(Dataset records)
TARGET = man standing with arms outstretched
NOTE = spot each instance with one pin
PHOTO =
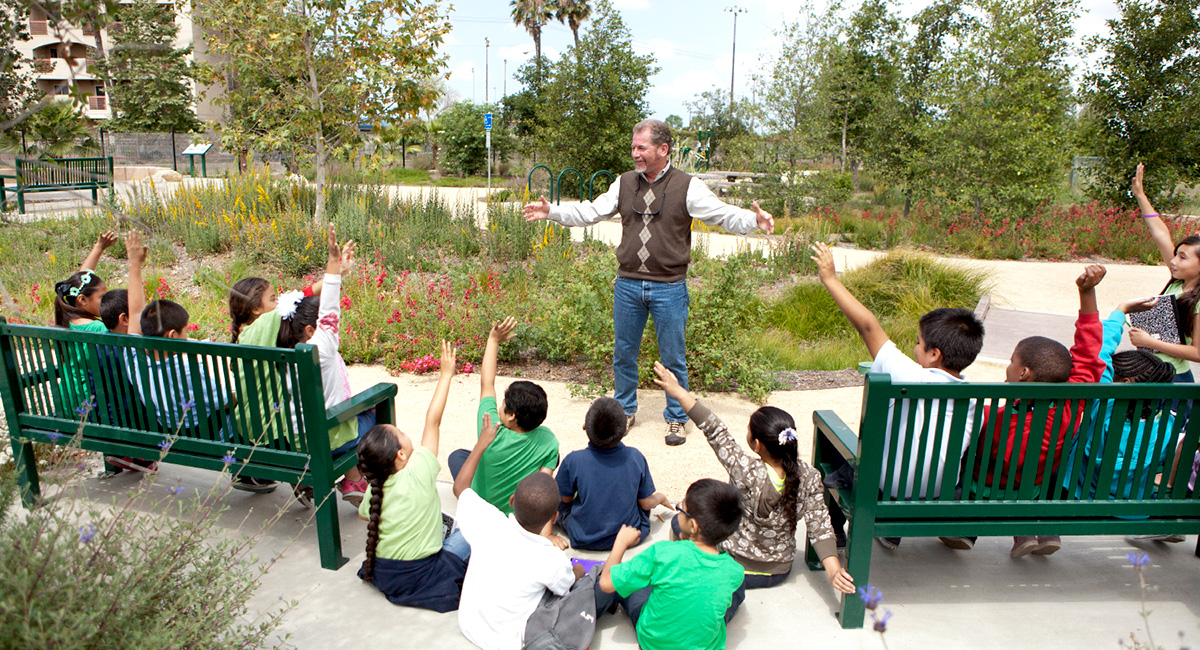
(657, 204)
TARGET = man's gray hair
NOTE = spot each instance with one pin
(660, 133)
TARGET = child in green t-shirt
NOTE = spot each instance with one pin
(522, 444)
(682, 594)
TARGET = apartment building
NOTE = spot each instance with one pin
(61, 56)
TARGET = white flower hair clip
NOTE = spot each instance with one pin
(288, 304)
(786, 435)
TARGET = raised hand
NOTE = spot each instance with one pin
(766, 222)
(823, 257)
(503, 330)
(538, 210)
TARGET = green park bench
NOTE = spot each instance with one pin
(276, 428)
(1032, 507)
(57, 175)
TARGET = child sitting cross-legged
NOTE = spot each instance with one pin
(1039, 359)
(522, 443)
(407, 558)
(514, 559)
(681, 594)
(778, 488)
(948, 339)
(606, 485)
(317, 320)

--

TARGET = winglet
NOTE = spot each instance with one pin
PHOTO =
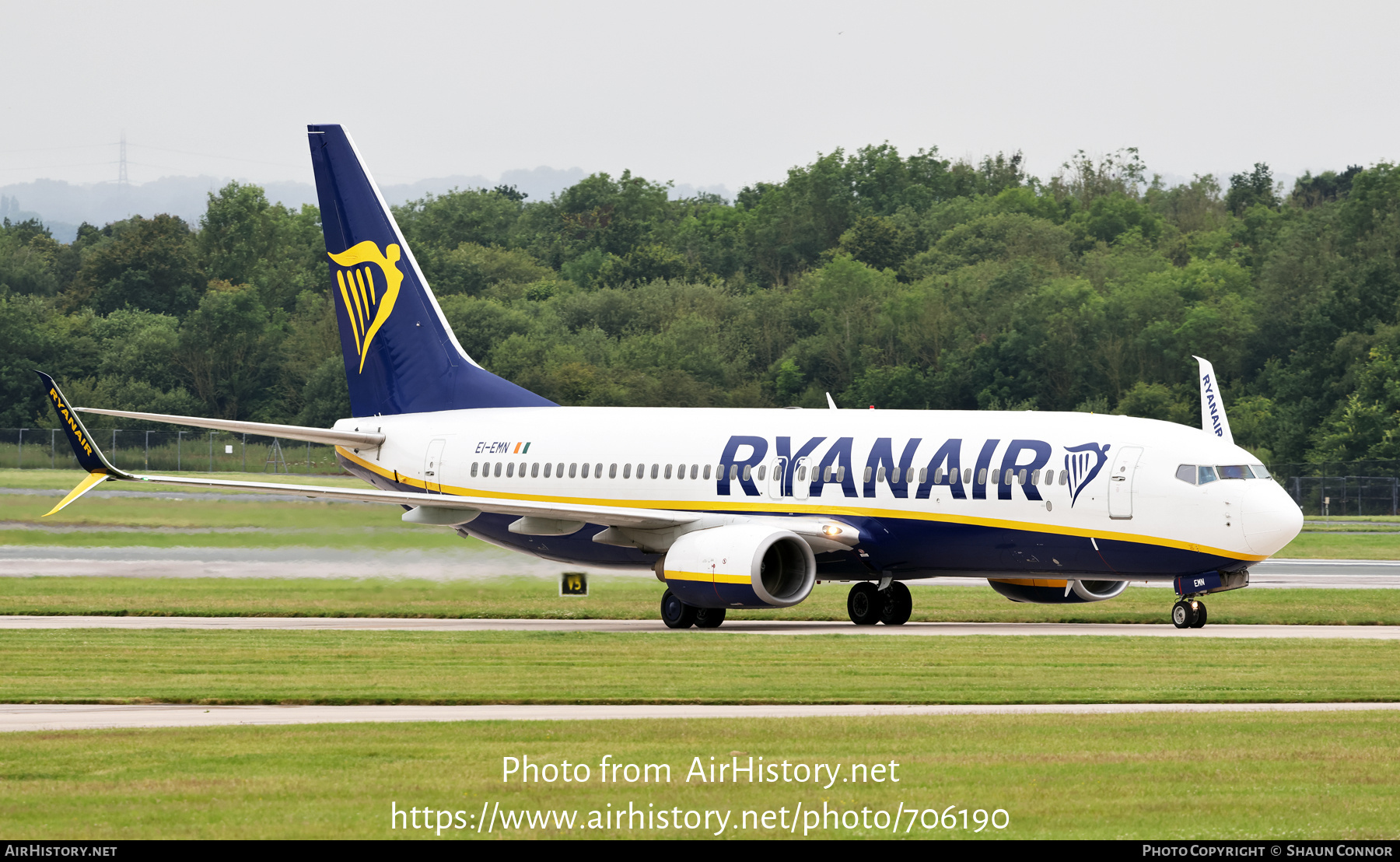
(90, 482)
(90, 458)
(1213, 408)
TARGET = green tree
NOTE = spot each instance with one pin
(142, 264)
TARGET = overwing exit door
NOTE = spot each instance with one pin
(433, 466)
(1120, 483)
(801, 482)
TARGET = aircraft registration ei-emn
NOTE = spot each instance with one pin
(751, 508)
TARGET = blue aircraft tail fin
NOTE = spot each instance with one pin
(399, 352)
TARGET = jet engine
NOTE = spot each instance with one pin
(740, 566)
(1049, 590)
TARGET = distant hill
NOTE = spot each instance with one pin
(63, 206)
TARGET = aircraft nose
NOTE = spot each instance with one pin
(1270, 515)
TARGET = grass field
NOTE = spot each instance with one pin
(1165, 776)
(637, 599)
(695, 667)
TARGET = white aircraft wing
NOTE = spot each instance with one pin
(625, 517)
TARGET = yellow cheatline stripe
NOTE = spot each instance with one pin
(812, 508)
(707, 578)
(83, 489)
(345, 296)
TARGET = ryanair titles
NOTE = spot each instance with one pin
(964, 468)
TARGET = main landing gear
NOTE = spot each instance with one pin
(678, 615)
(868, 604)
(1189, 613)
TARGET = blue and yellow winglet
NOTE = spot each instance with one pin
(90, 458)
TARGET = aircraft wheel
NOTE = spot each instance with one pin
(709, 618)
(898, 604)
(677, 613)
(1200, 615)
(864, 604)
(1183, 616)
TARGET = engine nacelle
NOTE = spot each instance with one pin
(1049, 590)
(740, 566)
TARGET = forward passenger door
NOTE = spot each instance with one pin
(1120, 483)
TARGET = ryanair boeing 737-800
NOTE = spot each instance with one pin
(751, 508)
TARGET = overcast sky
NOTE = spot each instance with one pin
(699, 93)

- _What you will do_:
Which lines in the listing above contain the word "aircraft"? Report each of them in full.

- _Solution to this task_:
TARGET = aircraft registration ei-emn
TARGET = blue aircraft tail fin
TARGET = aircraft nose
TARGET = white aircraft wing
TARGET = aircraft wheel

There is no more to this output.